- _What you should do_
Reproduce the data exactly.

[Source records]
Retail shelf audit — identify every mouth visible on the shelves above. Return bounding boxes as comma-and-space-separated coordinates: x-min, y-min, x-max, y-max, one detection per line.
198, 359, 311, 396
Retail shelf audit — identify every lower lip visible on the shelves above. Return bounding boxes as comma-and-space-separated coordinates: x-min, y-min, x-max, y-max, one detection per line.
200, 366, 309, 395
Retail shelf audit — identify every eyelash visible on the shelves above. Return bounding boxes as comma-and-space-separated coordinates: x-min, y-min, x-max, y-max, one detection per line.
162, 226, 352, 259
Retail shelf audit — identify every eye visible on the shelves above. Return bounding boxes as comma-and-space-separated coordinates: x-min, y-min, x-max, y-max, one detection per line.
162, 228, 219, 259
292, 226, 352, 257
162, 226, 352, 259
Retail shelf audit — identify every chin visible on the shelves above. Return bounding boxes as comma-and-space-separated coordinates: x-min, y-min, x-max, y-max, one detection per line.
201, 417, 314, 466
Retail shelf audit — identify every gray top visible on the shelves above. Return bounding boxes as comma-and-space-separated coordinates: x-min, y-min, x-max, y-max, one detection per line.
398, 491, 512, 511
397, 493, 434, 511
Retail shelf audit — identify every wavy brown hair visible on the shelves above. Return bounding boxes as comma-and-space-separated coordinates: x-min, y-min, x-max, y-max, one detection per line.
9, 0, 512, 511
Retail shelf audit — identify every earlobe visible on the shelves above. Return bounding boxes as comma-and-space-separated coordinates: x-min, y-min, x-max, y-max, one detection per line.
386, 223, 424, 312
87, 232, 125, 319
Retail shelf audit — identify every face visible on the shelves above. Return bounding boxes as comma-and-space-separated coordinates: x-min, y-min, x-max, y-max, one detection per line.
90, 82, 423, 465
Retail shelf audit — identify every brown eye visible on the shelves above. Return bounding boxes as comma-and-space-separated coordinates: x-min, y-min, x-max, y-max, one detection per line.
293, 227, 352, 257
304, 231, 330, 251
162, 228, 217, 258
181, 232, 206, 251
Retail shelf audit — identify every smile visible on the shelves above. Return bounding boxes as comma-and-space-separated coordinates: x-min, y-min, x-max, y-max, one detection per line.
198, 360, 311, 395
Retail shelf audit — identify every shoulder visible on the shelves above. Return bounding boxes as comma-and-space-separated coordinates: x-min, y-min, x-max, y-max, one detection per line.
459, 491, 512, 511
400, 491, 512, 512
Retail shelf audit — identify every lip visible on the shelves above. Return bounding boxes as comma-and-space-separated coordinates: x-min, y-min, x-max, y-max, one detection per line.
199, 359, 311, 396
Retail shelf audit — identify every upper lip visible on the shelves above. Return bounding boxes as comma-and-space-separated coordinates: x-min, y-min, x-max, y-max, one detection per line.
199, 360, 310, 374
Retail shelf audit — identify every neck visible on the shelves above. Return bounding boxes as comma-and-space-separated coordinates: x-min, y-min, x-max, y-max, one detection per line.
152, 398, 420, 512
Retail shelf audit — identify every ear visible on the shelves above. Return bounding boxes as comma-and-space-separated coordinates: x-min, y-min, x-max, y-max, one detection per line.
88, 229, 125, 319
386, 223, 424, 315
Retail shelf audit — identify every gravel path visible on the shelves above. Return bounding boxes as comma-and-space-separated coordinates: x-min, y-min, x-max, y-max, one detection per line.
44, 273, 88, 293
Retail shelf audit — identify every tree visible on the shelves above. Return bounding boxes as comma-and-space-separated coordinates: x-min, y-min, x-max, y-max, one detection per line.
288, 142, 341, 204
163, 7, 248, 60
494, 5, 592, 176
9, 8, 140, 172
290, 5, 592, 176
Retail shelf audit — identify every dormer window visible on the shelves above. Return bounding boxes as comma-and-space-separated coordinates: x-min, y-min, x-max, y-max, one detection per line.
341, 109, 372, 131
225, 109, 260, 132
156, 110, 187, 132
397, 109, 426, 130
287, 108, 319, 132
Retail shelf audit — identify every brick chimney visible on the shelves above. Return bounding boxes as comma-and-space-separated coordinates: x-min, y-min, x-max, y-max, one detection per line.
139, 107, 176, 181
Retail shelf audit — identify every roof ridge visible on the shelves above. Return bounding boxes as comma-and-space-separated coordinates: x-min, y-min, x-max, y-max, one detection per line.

- _Solved exercise_
Retail shelf audit — identify every mouth visible on the shelves above. Return bounding boxes as comma-and-space-separated coordinates: x-min, y-min, x-max, y-max, one detection per line.
198, 359, 311, 396
Retail shelf audit — identify every lower lip visible on the shelves above. Return bounding boxes as comma-and-space-separated coordinates: x-min, y-min, x-max, y-max, one detection per line.
200, 366, 309, 395
Retail shelf audit — identify every eyelash visible on the shelves above. Return bounding boxes as comma-and-space-separated coordinates: x-min, y-min, x-max, y-max, one detection per line.
162, 226, 352, 259
Retail shelf audit — identify every eye visible on the shelves above. Return bounding boxes as comma-and-space-separated coordinates: x-min, y-min, x-max, y-max, one detection per line.
162, 228, 219, 259
292, 226, 352, 257
162, 226, 352, 259
Retail shelf audit — identify every chin visible on the shelves above. Return bounding boxes as comma-and-space-separated coordinates: x-min, y-min, x-max, y-max, one detection per line.
201, 417, 314, 466
Retail shelf audit — identify every gray top visible on the shelves above. Return bounding boxes as comma-and-space-separated coordinates: x-min, y-min, x-max, y-max, one detection per line.
398, 491, 512, 511
397, 493, 434, 511
Retail shelf audit — identify every wavy brown hair visible on the shelves above. Return bounding boxes as comma-and-space-separated coordinates: x-min, y-min, x-max, y-max, one detection per line.
9, 0, 512, 511
Retail shelf audit — identify every earlobe visible on the shelves above. Return bounding boxes as comma-and-space-separated coordinates: x-min, y-min, x-max, y-max, one detection per line.
386, 223, 424, 312
87, 232, 125, 319
Retail shelf audit — identify every face visible on the shelves above. Return bounding boxes as comma-and-space-separated coordinates: x-min, y-min, x-max, y-max, one detection per line.
90, 82, 423, 465
Retail shelf audit — identify every brown eye visible on the shelves above. Return bounding boxes as comma-and-space-separated coordinates: x-min, y-min, x-max, y-max, one detection per line.
293, 227, 352, 257
304, 231, 330, 251
162, 228, 217, 258
181, 232, 206, 251
Retail shelf audit — identify every smile visible on the shelves above. Return bounding boxes as comma-and-space-separated coordinates: x-min, y-min, x-max, y-max, one detection per line.
198, 360, 311, 395
Retail shelf audit — identify every shoulder visible on the shelves above. Return bounding boxes as comma-and-space-separated coordinates: x-min, y-min, x-max, y-max, one detection per line.
459, 491, 512, 511
400, 491, 512, 512
Retail shelf audit — identify every lip visible on the shelves above. Return bounding boxes as comma-and-space-separated coordinates: x-min, y-min, x-max, y-max, one detection per line.
199, 359, 311, 396
Retail shelf audit — identify every upper lip visible on the shelves above. Return bounding boxes as comma-and-space-separated coordinates: x-min, y-min, x-max, y-max, one detection per line.
199, 360, 310, 374
Retail shelf audit — identify every neck visible on the shelves above. Return bounding boxes as comma-and-space-separated coordinates: x-min, y-min, x-max, y-max, one detection per line.
152, 398, 420, 512
Retail shelf audit — identify every ear visible on the shelves above. Return bounding boxes as comma-and-space-separated coordinates: x-min, y-min, x-max, y-max, one detection per line.
88, 229, 125, 319
386, 223, 424, 315
Retail shelf audit — identify every gravel path visible on the shelves above. Return bounding boxes as comma-and-space-separated coordinates: x-min, y-min, x-max, y-max, one detection per line.
44, 273, 88, 293
Retail shelf audit — identify every tree visible on the shelves above. Return bounding boxes as comma-and-space-separated coordinates: x-min, y-min, x-max, y-max, one detection per line.
288, 142, 341, 204
163, 7, 248, 60
494, 5, 592, 176
9, 8, 140, 172
290, 5, 592, 176
Retail shelf audit — identify every dormer window visible on the shelves above. Return bounding boxes as comma-and-space-separated coordinates: x-min, y-min, x-max, y-max, one detection per line.
341, 109, 372, 131
225, 109, 260, 132
156, 110, 187, 132
397, 109, 426, 130
287, 108, 319, 132
Retail shelf audit — identify every brick chimney visible on the shelves above. Return bounding boxes as comma-and-space-separated coordinates: x-min, y-min, x-max, y-max, one detection per line.
139, 107, 176, 181
Retail shelf audit — identify every roof ridge visible on the shelves above. Return bounding boxes as comma-and-space-separated coordinates: x-min, y-min, x-max, y-max, one detection per line.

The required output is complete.